SELECTED TEXT
********************

Tempo Indications in Baroque Music
and interpretation today


Bach Portrait in Old Age


Traditionally, tempo instructions are given in Italian.
These are the most common tempo markings.

Grave - very slow and solemn (pronounced "GRAH-vay")
Largo - slow and broad ("LAR-go")
Larghetto - not quite as slow as largo ("lar-GET-toh")
Adagio - slow ("ah-DAH-jee-oh")
Lento - slow ("LEN-toe")
Andante - literally "walking", a medium slow tempo ("an-DAN-tay")
Moderato - moderate, or medium ("mod-er-AH-toe")
Allegretto - Not as fast as allegro ("al-leh-GRET-toh")
Allegro - fast ("al-LAY-grow")
Vivace - lively and brisk ("vee-VAH-chay)
Presto - very fast ("PRESS-toe")
Prestissimo - very, very fast ("press-TEE-see-moe")

To those may be added:
(un) poco - a little ("oon POH-koe")
molto - a lot ("MOLL-toe")
piu - more ("piew")
meno - less ("MAY-no")

The siciliano is a musical style or genre often included as a movement within larger pieces of music starting in the Baroque period. It is in a slow 6/8 or 12/8 time with lilting rhythms making it somewhat resemble a slow jig, and is usually in a minor key. It was used for arias in Baroque operas, and often appeared as a movement in instrumental works. The siciliano evokes a pastoral mood, and is often characterized by dotted rhythms.

********************

TASK REQUIREMENTS
A. In the text on Baroque tempo indications, what time signatures is the siciliano said to be in?
B. Reproduce the text on Baroque tempo indications from "molto - a lot" to "by dotted rhythms.".
C. List each word that the text on Baroque tempo indications says may be added to the common tempo markings, along with its meaning.

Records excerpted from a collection
********************

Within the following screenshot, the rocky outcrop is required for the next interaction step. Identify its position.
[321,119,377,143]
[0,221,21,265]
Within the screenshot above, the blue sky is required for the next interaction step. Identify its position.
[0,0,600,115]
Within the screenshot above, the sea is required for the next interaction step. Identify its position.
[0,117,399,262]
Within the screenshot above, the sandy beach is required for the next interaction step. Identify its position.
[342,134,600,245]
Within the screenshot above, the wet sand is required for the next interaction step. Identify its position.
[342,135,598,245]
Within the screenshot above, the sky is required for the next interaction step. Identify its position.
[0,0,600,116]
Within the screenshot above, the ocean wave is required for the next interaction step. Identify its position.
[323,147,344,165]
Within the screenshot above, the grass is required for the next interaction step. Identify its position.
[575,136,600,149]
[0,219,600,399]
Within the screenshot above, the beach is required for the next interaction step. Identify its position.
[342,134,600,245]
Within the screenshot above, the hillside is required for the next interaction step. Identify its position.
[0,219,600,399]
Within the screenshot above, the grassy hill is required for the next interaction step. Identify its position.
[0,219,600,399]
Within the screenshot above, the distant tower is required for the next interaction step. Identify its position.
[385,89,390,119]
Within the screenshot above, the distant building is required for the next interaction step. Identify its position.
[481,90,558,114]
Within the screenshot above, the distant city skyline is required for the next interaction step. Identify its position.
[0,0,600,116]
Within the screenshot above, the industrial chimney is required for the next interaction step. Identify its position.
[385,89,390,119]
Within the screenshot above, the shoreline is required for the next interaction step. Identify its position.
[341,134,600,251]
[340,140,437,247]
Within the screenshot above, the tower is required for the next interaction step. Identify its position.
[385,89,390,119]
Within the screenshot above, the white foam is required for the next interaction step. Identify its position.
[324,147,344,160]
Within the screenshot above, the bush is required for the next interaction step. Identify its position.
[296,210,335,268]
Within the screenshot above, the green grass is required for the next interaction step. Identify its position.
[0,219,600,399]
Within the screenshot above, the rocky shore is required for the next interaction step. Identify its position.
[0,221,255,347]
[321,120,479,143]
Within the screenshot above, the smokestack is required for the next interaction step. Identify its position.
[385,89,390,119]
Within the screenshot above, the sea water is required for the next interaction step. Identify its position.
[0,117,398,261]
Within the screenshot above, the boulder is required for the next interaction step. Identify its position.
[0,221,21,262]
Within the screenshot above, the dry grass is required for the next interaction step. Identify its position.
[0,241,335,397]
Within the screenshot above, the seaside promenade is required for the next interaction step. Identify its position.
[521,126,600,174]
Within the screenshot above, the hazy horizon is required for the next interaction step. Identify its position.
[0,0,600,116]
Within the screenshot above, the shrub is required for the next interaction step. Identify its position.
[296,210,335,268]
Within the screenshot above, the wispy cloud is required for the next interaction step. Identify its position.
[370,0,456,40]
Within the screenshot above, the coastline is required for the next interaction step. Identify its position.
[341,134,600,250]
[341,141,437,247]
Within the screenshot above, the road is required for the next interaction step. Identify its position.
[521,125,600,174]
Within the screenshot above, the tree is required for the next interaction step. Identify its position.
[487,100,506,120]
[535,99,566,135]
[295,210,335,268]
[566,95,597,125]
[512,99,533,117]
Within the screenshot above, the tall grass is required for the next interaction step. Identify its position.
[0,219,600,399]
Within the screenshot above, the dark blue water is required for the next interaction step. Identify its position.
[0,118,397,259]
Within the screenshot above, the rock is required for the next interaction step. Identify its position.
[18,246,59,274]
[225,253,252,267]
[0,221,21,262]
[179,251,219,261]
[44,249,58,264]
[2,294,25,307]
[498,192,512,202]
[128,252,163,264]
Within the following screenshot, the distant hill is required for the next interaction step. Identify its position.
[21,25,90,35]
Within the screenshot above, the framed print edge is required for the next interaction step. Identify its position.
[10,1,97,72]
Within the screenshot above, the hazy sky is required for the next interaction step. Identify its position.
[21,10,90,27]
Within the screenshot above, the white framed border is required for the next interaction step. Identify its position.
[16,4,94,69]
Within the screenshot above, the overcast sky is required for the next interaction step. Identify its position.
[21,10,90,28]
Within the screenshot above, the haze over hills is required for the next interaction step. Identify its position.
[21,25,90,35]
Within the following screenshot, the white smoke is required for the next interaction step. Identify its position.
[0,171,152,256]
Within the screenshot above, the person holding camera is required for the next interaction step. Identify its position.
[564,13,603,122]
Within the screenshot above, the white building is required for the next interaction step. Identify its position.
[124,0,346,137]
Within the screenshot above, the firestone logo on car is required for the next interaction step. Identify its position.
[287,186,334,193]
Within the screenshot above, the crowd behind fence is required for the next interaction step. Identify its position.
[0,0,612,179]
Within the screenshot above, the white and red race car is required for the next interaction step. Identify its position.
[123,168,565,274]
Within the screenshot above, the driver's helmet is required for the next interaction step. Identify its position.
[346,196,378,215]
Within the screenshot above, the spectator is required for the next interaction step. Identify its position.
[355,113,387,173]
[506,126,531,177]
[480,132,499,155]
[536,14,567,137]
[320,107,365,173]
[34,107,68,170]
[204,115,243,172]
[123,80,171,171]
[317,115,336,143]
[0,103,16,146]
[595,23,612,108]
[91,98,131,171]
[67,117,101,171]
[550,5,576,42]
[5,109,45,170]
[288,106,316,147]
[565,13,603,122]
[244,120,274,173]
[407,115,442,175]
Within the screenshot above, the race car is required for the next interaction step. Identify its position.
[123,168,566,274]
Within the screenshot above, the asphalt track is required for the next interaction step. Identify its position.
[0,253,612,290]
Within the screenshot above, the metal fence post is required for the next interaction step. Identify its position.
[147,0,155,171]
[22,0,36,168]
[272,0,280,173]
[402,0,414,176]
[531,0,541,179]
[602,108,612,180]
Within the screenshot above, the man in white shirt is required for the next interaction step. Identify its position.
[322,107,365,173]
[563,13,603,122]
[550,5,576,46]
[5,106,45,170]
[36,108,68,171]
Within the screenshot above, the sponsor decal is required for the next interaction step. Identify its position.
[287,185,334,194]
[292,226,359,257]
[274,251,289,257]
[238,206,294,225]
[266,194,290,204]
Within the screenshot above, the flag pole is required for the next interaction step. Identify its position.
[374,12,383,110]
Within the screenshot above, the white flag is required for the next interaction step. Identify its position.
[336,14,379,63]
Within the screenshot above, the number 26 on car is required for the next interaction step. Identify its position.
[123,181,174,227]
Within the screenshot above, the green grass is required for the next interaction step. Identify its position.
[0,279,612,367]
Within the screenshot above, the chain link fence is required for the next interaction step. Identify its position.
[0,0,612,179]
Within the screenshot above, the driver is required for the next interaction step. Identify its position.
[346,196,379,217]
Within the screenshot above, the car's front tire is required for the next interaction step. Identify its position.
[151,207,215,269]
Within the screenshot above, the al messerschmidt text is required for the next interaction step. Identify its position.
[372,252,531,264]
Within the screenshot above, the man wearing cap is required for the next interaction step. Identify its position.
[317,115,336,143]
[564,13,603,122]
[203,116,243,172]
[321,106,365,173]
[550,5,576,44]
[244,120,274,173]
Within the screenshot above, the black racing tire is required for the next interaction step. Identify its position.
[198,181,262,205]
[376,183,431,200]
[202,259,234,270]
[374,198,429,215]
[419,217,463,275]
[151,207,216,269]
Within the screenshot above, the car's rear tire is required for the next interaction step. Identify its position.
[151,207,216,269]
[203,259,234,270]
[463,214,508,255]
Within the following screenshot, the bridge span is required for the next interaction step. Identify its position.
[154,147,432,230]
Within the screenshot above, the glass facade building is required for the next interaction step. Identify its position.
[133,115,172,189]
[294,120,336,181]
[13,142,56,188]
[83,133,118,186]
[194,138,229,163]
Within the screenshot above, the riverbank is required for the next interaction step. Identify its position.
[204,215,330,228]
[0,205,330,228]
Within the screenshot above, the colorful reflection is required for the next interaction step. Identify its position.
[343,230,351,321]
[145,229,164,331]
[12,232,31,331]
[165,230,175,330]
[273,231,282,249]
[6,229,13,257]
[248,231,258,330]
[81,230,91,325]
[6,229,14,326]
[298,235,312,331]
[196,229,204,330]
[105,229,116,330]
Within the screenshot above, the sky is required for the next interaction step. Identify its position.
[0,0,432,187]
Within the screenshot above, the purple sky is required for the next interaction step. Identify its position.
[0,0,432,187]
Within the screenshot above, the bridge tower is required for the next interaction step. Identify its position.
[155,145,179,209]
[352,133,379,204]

********************

ANSWER SECTION
A. A slow 6/8 or 12/8 time.

B.
molto - a lot ("MOLL-toe")
piu - more ("piew")
meno - less ("MAY-no")

The siciliano is a musical style or genre often included as a movement within larger pieces of music starting in the Baroque period. It is in a slow 6/8 or 12/8 time with lilting rhythms making it somewhat resemble a slow jig, and is usually in a minor key. It was used for arias in Baroque operas, and often appeared as a movement in instrumental works. The siciliano evokes a pastoral mood, and is often characterized by dotted rhythms.

C.
(un) poco: a little
molto: a lot
piu: more
meno: less